▶ _Dataset excerpts_:
####################

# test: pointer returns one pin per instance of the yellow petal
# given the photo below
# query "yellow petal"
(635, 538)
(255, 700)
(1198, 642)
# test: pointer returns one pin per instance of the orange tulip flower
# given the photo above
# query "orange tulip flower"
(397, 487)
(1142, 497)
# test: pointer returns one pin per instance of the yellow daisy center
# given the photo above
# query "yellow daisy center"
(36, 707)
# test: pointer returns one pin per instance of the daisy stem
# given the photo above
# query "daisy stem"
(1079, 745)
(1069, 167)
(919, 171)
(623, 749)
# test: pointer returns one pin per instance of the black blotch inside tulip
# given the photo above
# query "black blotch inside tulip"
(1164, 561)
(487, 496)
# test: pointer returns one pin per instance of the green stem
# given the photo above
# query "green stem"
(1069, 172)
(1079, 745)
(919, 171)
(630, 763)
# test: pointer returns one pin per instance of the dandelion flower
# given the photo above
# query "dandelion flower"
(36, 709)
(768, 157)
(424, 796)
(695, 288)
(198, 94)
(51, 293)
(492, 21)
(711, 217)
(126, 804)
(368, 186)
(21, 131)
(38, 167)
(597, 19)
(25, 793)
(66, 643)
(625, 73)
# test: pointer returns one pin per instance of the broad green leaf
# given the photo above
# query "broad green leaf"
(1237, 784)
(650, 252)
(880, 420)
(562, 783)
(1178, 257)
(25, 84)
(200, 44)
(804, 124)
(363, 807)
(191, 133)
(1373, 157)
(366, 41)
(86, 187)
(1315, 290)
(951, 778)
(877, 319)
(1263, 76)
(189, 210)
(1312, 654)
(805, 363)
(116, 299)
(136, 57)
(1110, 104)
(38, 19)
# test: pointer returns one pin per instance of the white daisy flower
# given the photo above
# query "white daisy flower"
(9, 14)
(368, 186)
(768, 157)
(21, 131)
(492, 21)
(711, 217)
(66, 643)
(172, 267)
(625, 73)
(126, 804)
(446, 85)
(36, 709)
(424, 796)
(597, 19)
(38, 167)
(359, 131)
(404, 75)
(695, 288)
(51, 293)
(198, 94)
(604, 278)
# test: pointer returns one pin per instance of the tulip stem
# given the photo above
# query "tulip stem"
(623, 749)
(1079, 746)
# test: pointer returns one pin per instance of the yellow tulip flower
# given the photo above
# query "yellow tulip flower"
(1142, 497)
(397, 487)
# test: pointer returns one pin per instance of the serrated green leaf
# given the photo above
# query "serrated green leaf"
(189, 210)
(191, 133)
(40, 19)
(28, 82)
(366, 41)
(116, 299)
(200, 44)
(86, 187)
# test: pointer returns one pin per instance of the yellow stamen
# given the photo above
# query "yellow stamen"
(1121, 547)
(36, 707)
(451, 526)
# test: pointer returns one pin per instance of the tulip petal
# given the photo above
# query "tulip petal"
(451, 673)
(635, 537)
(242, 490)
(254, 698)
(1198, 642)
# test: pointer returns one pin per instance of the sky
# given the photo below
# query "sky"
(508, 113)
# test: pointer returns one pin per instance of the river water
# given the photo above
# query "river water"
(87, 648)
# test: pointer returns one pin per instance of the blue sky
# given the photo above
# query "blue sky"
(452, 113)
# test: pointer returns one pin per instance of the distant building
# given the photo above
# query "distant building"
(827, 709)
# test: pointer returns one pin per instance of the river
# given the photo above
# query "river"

####################

▶ _GOAL OF THE EXERCISE_:
Output exactly the lines from the one containing "the yellow stamen" through the last line of the entries, both ends included.

▶ _SOLUTION TO THIS TASK_:
# test: pointer returns one pin per instance of the yellow stamen
# given the photo above
# query "yellow stamen"
(1121, 547)
(36, 707)
(451, 526)
# test: pointer returns one pin per instance of the tulip petal
# given the photo above
# query "tulip petal"
(451, 673)
(635, 537)
(242, 490)
(254, 698)
(1198, 642)
# test: pointer returns one pin per instance of the sky
# given the photo below
# query "sky"
(508, 113)
# test: pointer returns one pin per instance of the river water
# given the photo above
# query "river water"
(87, 648)
# test: pointer returns one pin per instance of the blue sky
# given the photo above
# query "blue sky"
(452, 113)
# test: pointer returns one pin per instance of the distant building
# given the photo above
# query "distant building"
(827, 709)
# test: pointer returns one pin per instance of the river
# given the photo above
# query "river"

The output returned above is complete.